ASSIGNED TASK: Report every line of the data that includes "give".
RECORDS FOR THE TASK START
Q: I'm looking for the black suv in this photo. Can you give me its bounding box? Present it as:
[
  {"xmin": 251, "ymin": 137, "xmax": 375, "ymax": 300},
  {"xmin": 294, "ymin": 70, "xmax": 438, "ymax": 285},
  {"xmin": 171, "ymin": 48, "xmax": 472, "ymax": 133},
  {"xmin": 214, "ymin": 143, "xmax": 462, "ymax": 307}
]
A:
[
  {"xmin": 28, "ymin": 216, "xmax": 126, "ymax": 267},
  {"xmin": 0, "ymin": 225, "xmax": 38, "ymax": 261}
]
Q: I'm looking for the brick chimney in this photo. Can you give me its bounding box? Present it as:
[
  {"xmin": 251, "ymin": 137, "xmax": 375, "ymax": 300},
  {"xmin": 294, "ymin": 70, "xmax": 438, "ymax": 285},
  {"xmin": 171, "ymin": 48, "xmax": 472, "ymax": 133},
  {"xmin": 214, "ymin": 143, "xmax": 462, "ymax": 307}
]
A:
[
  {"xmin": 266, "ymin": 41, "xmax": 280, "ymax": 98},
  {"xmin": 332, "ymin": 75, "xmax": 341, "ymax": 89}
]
RECORDS FOR THE TASK END
RESPONSE TO THE TASK:
Q: I'm looking for the black suv in this photo. Can you give me its bounding box? Present it as:
Q: I'm looking for the brick chimney in this photo. Can you give me its bounding box? Present it as:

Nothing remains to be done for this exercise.